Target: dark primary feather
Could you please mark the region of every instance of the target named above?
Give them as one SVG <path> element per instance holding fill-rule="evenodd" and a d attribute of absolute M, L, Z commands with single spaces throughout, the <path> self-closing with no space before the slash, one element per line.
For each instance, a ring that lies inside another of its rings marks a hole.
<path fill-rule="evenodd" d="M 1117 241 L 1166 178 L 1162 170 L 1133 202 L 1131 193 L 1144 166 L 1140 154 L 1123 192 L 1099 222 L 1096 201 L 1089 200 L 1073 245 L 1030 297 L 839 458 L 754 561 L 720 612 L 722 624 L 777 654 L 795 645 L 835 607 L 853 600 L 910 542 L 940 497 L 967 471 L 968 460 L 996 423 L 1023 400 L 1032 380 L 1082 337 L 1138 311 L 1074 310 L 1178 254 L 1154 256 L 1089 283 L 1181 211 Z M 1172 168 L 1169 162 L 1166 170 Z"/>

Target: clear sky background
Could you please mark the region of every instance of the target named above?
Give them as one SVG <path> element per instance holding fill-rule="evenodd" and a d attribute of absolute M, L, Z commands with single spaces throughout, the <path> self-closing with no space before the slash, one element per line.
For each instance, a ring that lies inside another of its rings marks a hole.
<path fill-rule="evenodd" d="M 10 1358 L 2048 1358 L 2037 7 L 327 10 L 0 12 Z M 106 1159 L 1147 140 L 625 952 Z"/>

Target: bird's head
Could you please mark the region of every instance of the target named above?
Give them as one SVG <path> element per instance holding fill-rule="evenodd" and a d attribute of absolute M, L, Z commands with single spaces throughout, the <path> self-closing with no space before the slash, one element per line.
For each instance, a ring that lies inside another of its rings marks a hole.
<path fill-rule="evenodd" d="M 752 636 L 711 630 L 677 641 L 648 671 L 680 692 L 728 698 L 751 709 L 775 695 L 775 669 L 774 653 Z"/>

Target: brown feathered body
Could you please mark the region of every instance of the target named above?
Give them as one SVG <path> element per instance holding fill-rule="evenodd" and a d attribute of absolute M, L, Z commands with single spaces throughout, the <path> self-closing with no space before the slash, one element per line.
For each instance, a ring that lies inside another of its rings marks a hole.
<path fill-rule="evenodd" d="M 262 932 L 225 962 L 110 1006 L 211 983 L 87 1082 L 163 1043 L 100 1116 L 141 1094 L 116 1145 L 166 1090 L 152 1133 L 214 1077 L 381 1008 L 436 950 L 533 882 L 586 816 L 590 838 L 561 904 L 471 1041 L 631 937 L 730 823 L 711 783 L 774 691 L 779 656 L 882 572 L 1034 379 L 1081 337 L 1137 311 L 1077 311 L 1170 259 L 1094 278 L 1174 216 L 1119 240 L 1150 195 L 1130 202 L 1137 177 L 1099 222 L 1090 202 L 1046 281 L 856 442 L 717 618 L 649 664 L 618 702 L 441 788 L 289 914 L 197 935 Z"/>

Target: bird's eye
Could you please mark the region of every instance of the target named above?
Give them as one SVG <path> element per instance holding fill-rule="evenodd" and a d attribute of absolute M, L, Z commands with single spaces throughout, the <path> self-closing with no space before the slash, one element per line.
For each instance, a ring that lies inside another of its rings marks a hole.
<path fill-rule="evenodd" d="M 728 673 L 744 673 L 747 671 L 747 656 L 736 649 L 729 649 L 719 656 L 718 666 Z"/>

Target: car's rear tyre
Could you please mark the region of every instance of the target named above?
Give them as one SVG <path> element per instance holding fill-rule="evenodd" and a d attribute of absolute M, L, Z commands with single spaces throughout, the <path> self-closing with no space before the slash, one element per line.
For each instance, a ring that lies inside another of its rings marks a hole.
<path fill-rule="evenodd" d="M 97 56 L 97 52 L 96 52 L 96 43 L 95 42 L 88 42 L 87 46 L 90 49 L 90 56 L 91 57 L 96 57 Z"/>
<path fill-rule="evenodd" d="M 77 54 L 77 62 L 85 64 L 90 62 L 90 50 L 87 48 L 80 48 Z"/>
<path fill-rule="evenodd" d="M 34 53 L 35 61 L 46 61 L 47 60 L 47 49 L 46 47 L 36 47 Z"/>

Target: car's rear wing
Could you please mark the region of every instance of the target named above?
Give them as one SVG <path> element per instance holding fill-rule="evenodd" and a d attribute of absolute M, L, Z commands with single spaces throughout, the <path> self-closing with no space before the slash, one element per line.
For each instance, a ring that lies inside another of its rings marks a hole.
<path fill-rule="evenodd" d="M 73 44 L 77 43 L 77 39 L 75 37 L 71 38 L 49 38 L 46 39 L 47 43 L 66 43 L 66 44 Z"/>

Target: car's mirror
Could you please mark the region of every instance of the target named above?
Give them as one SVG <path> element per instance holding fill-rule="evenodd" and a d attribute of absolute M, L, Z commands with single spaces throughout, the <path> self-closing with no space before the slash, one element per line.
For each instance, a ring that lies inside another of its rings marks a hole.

=-=-=

◆ ASSIGNMENT
Please output the listing above exactly, every line included.

◆ RESULT
Target: dark primary feather
Could you please mark the region of every instance of the target named above?
Give them as one SVG <path> element per instance holding fill-rule="evenodd" and a d attribute of absolute M, L, Z commands with single spaces throughout, the <path> self-closing with no space before the slash, one element per line.
For each instance, a ring that lies inside another of its rings marks a hole.
<path fill-rule="evenodd" d="M 1117 241 L 1166 178 L 1162 170 L 1133 202 L 1131 193 L 1144 166 L 1140 154 L 1123 192 L 1099 222 L 1096 201 L 1089 200 L 1073 245 L 1030 297 L 839 458 L 754 561 L 720 612 L 722 624 L 777 654 L 795 645 L 835 607 L 853 600 L 910 542 L 940 497 L 967 471 L 968 460 L 996 423 L 1023 400 L 1032 380 L 1082 337 L 1138 311 L 1074 310 L 1178 254 L 1154 256 L 1089 283 L 1181 211 Z M 1172 168 L 1169 162 L 1166 170 Z"/>

Target: clear sky background
Could you please mark the region of every instance of the target named above?
Give them as one SVG <path> element per instance holding fill-rule="evenodd" and a d attribute of absolute M, L, Z commands with single spaces throughout, the <path> self-closing with no space before the slash, one element per line.
For each instance, a ring that lies inside another of its rings marks a hole.
<path fill-rule="evenodd" d="M 10 1358 L 2048 1358 L 2037 7 L 327 10 L 0 12 Z M 106 1159 L 1147 140 L 625 952 Z"/>

Target: bird's head
Could you please mark the region of every instance of the target named above?
Give them as one SVG <path> element per instance holding fill-rule="evenodd" and a d attribute of absolute M, L, Z commands with single spaces throughout, the <path> self-closing with no space before the slash, one element per line.
For each instance, a ring that lies inside another of its rings marks a hole.
<path fill-rule="evenodd" d="M 752 636 L 711 630 L 677 641 L 648 671 L 680 692 L 728 698 L 751 709 L 775 695 L 775 669 L 774 653 Z"/>

Target: brown feathered body
Could you please mark the region of every instance of the target named above?
Give them as one SVG <path> element per instance holding fill-rule="evenodd" and a d attribute of absolute M, L, Z commands with single spaces throughout, the <path> self-closing with no space before the slash, one element per line.
For each instance, a ring that lies inside another of its rings marks a hole.
<path fill-rule="evenodd" d="M 262 932 L 225 962 L 110 1006 L 211 983 L 87 1082 L 163 1043 L 100 1116 L 141 1094 L 116 1145 L 166 1090 L 152 1133 L 214 1077 L 381 1008 L 436 950 L 533 882 L 586 816 L 590 838 L 561 904 L 471 1041 L 631 937 L 730 823 L 711 783 L 774 691 L 779 656 L 882 572 L 1034 379 L 1081 337 L 1137 311 L 1077 311 L 1170 259 L 1094 278 L 1174 216 L 1119 240 L 1150 195 L 1130 202 L 1137 177 L 1099 222 L 1090 202 L 1046 281 L 856 442 L 717 618 L 649 664 L 618 702 L 441 788 L 289 914 L 197 935 Z"/>

Target: bird's eye
Could you please mark the region of every instance of the target named above?
Give them as one SVG <path> element per instance holding fill-rule="evenodd" and a d attribute of absolute M, L, Z commands with single spaces throughout, the <path> self-closing with no space before the slash, one element per line.
For each instance, a ring that lies inside another of its rings marks a hole.
<path fill-rule="evenodd" d="M 728 673 L 744 673 L 747 671 L 747 656 L 736 649 L 729 649 L 719 656 L 718 666 Z"/>

Target: car's rear tyre
Could you please mark the region of every instance of the target named above?
Give them as one SVG <path> element per instance holding fill-rule="evenodd" and a d attribute of absolute M, L, Z commands with single spaces throughout, the <path> self-closing with no space before the slash, one element per line.
For each instance, a ring that lies inside another of its rings marks a hole.
<path fill-rule="evenodd" d="M 97 56 L 97 52 L 96 52 L 96 43 L 95 42 L 88 42 L 87 46 L 90 49 L 90 56 L 91 57 L 96 57 Z"/>
<path fill-rule="evenodd" d="M 77 54 L 77 62 L 85 64 L 90 62 L 90 50 L 87 48 L 80 48 Z"/>
<path fill-rule="evenodd" d="M 34 53 L 35 61 L 46 61 L 47 60 L 47 49 L 46 47 L 36 47 Z"/>

Target: car's rear wing
Could you please mark the region of every instance of the target named above?
Give them as one SVG <path> element per instance holding fill-rule="evenodd" and a d attribute of absolute M, L, Z commands with single spaces throughout, the <path> self-closing with no space before the slash, one element per line.
For each instance, a ring that lies inside another of its rings marks a hole.
<path fill-rule="evenodd" d="M 73 44 L 77 43 L 77 39 L 75 37 L 71 38 L 49 38 L 46 39 L 47 43 L 66 43 L 66 44 Z"/>

Target: car's mirror
Could you please mark the region of every instance of the target named above?
Give them as one SVG <path> element per instance holding fill-rule="evenodd" and a d attribute of absolute M, L, Z commands with single spaces throughout, the <path> self-closing with no space before the slash, one element per line.
For each instance, a ring that lies inside another of its rings marks a hole.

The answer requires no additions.